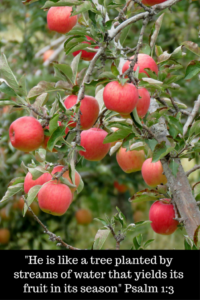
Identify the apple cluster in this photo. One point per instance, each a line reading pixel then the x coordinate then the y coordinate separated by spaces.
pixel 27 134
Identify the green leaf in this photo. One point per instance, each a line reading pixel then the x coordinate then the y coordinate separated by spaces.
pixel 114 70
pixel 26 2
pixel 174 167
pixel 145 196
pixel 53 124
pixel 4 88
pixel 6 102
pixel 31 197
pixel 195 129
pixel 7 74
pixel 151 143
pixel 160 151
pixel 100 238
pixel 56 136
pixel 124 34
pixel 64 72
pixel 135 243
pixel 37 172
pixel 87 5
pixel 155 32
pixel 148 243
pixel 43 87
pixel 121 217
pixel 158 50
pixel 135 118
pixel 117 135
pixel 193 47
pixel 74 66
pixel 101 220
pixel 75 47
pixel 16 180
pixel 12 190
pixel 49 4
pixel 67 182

# # #

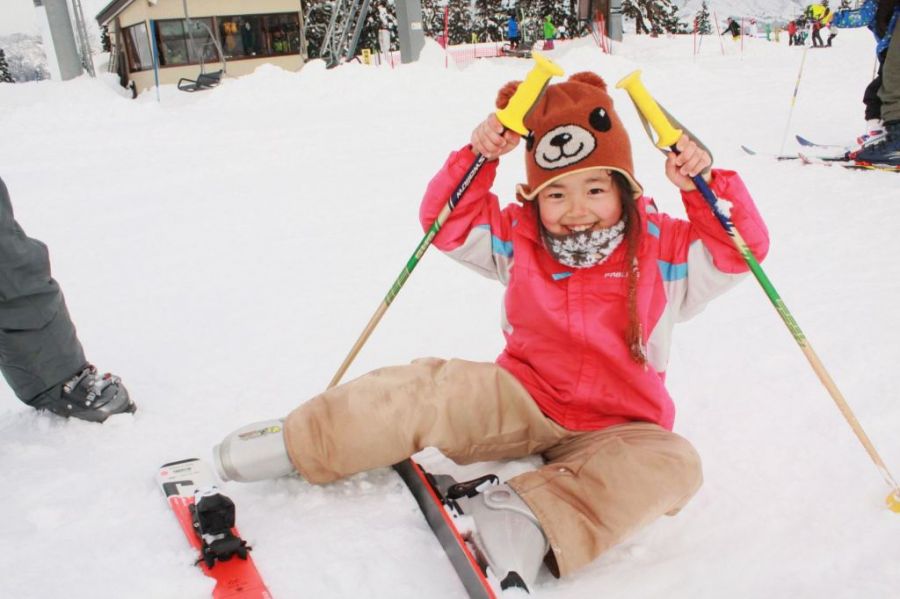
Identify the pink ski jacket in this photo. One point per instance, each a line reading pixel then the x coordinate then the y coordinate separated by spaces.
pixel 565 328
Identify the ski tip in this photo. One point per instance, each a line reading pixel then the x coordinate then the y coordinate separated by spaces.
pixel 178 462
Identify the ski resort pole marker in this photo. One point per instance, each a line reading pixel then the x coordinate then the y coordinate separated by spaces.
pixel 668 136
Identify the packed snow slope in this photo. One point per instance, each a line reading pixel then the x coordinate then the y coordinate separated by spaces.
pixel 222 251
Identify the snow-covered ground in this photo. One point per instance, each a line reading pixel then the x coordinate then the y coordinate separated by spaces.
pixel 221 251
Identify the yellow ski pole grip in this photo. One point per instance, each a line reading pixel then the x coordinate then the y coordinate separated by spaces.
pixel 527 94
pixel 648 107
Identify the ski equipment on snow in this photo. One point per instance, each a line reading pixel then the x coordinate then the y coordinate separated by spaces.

# # #

**Exercise objective**
With the line that has "Identify the ski resort" as the first and the line that has "Identify the ski equipment" as the last, repeat exactly that run of lines above and no more.

**Solution for this task**
Identify the ski resort pole marker in this photo. One point per instance, each a line reading pixel then the x coordinate then the y coordinate separated by spaces.
pixel 668 136
Identify the packed snow slope in this photo. One point per instance, each a line reading pixel then the x coordinate then the y coordinate separated by spaces.
pixel 222 251
Identify the snow-covered ground in this photo. One point per instance, each a line reading pixel then the x coordinate then the y coordinate separated by spaces.
pixel 221 251
Identify the yellow ski pole grip in this photo. One point per instance, each a line reading pixel then the x coordinate then the y coordinate separated by spaces.
pixel 527 94
pixel 648 107
Identify the ski equipment on snow in this photo. One point per instance, each a line reading pixel then the x coordinate then the y coordinate separated by spaces.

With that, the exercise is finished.